- What this exercise asks -
• A. Print the portion of the extract on freedom of religion starting at "In demonstration of" and ending at "freedom of religion.".
• B. Do these statements agree with the extract on freedom of religion? Answer yes or no for each, quoting the deciding words. (i) The Ulama responsible for spreading the faith find the notion of freedom a source of ambiguity. (ii) After their triumphs, the early believers constrained others in matters of faith. (iii) The extract describes the texts on obedience as unclear.

- Text shown -

┏━━

Translation of an extract of the document by Moroccan religious leaders on freedom of religion in Islam

Marina Eskandar | 09 March 2017
Hassan II Mosque, Casablanca © YoTut

Sabīl al-‘ulamā’, (Part II, Chapter 1, paragraphs 4-5, p. 96-101)

There is no coercion in faith, which tends towards liberty

For the Ulama responsible for the spread of the faith, the notion of freedom (hurriya) is a source of ambiguity, and this is because it is believed that the violation of the precepts and prohibitions of religion arise from the freedom of those who violate them; if, in fact, one were deprived of his/her liberty he/she would not disobey. It is clear that such a consideration presumes that obedience depends upon constriction (ikrāh), that which does not correspond to the texts, which are expressed clearly.

In demonstration of the fact that liberty is part of the essence of religion, let’s just think back to the endurance of early believers, deprived of the freedom to display or preach their faith and forced to defend their beliefs. Following their triumphs, when they gained this freedom, they did not constrain others, instead granting others the freedom of religion.

┗━━

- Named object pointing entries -
┏━━

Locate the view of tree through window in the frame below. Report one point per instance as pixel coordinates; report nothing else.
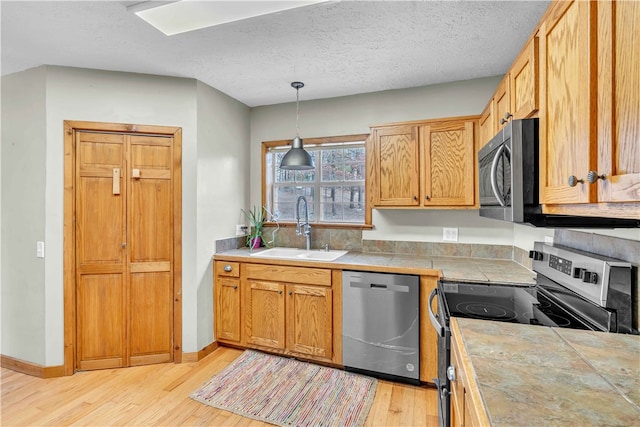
(334, 189)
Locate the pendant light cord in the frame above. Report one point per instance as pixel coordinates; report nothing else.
(297, 110)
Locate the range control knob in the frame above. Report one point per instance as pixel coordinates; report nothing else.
(536, 255)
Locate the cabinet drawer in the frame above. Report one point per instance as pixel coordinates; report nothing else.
(280, 273)
(229, 269)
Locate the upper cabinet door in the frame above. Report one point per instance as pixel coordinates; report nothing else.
(618, 101)
(486, 124)
(395, 154)
(523, 78)
(449, 166)
(567, 94)
(502, 104)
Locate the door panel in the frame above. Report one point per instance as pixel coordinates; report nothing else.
(151, 317)
(309, 324)
(151, 249)
(101, 314)
(124, 249)
(99, 222)
(100, 257)
(618, 102)
(566, 136)
(265, 317)
(151, 220)
(448, 155)
(396, 151)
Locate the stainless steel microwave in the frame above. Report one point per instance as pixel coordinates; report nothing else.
(508, 172)
(508, 182)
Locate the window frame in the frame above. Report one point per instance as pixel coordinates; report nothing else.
(267, 145)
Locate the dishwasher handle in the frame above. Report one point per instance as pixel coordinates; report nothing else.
(378, 286)
(432, 316)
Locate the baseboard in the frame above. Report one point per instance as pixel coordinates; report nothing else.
(32, 369)
(195, 357)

┗━━

- Answers given -
• A.
In demonstration of the fact that liberty is part of the essence of religion, let’s just think back to the endurance of early believers, deprived of the freedom to display or preach their faith and forced to defend their beliefs. Following their triumphs, when they gained this freedom, they did not constrain others, instead granting others the freedom of religion.

• B.
(i) Yes: "the notion of freedom (hurriya) is a source of ambiguity"
(ii) No: "they did not constrain others, instead granting others the freedom of religion"
(iii) No: "which are expressed clearly"